= Task goal =
Nothing but the lines from the line with "of the snow-covered" to the end of the records below should appear in the answer, each exactly as given.

= Supplied records =

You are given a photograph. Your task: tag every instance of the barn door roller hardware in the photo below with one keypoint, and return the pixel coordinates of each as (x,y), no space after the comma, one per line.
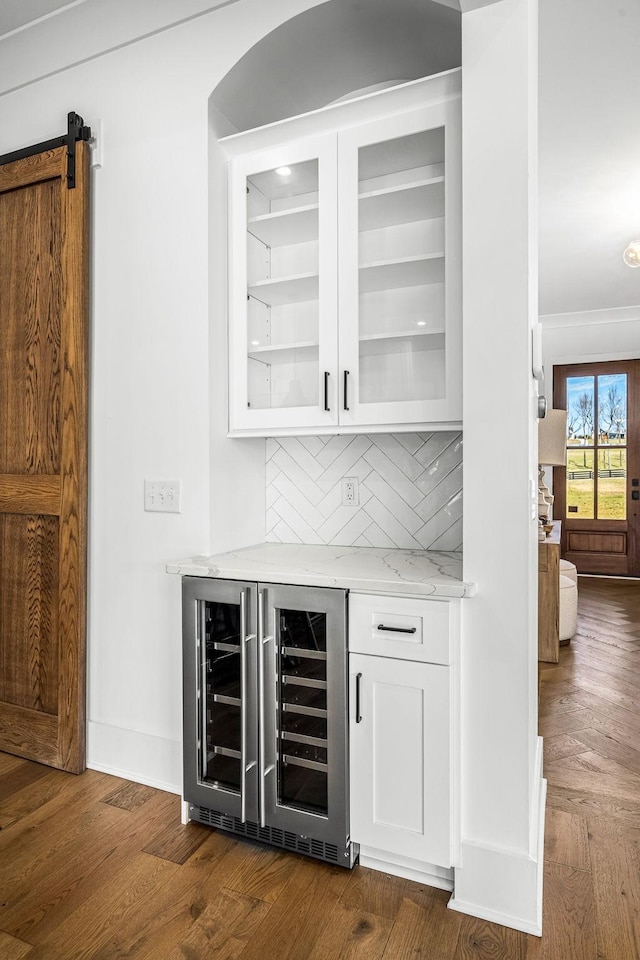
(76,130)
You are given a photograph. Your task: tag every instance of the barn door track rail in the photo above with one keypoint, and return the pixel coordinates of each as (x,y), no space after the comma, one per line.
(76,130)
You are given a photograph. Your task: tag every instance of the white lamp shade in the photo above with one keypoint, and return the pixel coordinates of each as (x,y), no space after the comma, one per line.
(552,438)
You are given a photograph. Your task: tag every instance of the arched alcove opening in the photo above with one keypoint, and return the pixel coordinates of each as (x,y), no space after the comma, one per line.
(334,50)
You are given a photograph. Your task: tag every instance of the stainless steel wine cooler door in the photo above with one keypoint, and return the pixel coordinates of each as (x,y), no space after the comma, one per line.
(302,707)
(220,684)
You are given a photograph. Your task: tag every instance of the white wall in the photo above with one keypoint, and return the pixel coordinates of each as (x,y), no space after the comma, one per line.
(589,337)
(151,406)
(502,791)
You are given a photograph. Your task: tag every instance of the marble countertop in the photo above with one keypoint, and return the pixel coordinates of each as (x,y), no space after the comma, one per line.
(421,572)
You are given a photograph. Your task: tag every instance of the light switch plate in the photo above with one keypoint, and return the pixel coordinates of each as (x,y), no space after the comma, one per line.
(163,496)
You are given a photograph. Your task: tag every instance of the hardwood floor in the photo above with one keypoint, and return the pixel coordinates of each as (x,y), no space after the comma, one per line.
(96,867)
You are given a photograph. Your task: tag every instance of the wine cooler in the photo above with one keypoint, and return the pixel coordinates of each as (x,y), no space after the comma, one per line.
(265,713)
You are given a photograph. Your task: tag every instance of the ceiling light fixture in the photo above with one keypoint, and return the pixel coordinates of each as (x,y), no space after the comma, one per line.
(631,256)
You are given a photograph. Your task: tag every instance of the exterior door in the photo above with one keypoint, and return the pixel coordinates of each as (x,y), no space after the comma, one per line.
(43,457)
(597,495)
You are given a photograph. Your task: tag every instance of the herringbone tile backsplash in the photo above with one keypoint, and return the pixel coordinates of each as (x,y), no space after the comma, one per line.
(410,490)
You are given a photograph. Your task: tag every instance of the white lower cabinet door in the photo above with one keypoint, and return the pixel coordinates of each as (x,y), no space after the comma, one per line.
(400,765)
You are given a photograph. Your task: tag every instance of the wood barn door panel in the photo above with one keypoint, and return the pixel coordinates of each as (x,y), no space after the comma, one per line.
(43,459)
(29,612)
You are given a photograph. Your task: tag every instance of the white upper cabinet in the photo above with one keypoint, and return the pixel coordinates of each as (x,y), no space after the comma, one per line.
(345,267)
(283,288)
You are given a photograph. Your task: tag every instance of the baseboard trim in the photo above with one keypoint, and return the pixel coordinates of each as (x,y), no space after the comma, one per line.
(495,916)
(427,873)
(131,755)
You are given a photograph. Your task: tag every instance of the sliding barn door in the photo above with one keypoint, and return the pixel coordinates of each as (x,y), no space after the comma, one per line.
(43,457)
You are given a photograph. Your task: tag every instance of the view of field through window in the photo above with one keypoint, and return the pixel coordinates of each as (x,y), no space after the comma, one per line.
(597,447)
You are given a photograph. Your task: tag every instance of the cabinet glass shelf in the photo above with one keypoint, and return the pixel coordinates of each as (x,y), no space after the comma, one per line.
(405,272)
(285,353)
(285,227)
(280,290)
(404,203)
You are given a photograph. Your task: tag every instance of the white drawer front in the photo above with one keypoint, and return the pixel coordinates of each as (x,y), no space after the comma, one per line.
(407,629)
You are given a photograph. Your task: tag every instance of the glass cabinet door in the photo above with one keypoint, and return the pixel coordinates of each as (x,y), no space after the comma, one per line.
(399,247)
(283,333)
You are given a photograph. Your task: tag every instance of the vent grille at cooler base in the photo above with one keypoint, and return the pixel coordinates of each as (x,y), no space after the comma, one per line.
(342,856)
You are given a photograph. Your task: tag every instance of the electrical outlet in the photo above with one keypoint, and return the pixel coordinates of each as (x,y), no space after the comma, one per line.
(350,493)
(163,496)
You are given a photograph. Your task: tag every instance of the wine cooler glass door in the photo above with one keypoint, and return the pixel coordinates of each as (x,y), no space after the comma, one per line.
(223,714)
(303,704)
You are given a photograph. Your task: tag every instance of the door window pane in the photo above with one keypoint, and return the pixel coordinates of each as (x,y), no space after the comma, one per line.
(580,411)
(612,484)
(596,458)
(580,484)
(612,409)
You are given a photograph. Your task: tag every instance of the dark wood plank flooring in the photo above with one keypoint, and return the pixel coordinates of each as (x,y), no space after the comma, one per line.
(96,867)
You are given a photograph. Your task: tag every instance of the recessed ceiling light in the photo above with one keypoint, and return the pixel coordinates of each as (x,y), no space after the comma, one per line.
(631,256)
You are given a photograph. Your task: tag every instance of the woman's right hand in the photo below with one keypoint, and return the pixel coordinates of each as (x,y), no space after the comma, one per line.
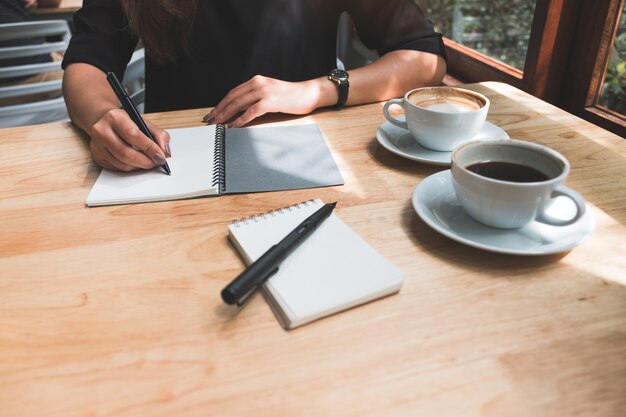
(118,144)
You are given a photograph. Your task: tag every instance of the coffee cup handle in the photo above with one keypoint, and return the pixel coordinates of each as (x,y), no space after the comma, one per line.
(572,195)
(393,120)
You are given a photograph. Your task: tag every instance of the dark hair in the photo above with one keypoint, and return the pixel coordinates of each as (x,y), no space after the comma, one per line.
(164,26)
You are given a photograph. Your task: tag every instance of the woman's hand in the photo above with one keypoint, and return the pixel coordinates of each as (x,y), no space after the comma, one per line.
(261,95)
(118,144)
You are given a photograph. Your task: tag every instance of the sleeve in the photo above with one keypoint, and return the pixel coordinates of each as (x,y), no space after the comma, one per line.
(389,25)
(101,37)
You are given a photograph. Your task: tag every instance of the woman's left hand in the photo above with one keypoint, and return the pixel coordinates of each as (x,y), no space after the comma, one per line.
(261,95)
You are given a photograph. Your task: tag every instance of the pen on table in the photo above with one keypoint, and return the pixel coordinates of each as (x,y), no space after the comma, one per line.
(242,287)
(127,104)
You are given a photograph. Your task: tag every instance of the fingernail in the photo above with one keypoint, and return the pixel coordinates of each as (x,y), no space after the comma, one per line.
(158,159)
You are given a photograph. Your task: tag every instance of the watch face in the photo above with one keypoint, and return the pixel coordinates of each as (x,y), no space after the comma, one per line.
(339,75)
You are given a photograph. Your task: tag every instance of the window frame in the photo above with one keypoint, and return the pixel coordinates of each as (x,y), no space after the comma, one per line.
(566,60)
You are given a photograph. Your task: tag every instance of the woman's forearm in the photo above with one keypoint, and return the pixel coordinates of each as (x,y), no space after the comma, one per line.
(88,95)
(393,75)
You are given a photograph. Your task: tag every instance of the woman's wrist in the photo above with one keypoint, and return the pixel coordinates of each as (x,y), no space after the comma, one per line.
(326,92)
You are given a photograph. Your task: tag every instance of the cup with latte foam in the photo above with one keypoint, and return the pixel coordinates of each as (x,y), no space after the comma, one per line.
(440,118)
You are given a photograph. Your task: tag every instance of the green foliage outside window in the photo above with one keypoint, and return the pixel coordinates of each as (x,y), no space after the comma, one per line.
(497,28)
(614,89)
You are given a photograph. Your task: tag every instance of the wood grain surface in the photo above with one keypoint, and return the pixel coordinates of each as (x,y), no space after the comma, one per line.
(115,311)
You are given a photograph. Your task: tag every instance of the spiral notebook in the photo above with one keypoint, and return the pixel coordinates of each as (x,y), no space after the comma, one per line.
(214,160)
(333,270)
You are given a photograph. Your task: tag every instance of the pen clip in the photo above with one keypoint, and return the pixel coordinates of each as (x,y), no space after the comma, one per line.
(247,296)
(250,293)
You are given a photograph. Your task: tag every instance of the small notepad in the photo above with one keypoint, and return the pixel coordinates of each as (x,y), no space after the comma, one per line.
(333,270)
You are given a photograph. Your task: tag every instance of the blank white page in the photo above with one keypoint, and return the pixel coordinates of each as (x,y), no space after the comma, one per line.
(334,269)
(192,173)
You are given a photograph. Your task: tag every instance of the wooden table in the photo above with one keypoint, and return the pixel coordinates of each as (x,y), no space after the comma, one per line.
(115,311)
(66,7)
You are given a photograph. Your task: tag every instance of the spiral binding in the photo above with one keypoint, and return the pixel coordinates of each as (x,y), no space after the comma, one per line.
(270,214)
(219,159)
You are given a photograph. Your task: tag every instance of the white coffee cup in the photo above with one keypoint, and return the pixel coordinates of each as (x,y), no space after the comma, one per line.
(440,118)
(507,184)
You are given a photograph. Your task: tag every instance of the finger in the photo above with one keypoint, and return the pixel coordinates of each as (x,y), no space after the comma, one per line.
(126,154)
(256,83)
(252,113)
(104,137)
(237,106)
(132,135)
(106,160)
(162,137)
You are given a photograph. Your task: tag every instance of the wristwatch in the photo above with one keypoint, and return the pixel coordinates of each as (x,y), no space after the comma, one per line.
(340,77)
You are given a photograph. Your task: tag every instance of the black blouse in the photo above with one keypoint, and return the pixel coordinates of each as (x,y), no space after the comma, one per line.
(233,40)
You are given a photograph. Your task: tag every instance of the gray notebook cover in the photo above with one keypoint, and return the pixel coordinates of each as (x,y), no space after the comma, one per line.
(277,158)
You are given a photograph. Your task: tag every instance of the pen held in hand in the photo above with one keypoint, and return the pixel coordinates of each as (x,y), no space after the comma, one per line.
(133,113)
(242,287)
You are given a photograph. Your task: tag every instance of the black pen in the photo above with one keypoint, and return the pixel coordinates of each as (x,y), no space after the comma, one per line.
(242,287)
(127,104)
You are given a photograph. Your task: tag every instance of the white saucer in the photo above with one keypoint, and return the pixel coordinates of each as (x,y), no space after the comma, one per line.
(400,142)
(435,202)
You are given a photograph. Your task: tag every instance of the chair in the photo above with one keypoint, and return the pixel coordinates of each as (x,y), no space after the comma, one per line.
(57,35)
(134,79)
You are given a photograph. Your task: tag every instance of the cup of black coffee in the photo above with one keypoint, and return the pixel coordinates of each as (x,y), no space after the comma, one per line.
(507,184)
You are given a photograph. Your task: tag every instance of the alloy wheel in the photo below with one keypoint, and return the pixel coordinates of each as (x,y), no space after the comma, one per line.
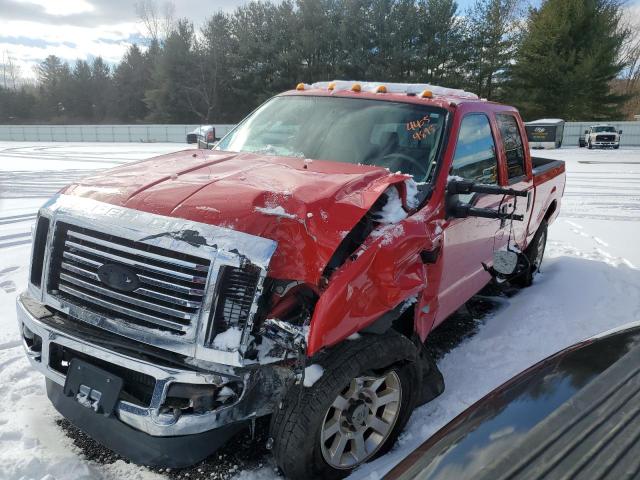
(360,420)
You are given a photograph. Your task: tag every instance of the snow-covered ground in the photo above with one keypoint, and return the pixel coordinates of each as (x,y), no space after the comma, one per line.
(590,283)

= Expected answer =
You are given a photograph. Your task: tag every instance of the snow-covered ground in the photo above with one keypoint, and return the pixel coordinates of each as (x,y), no space after the comma, one per line.
(590,283)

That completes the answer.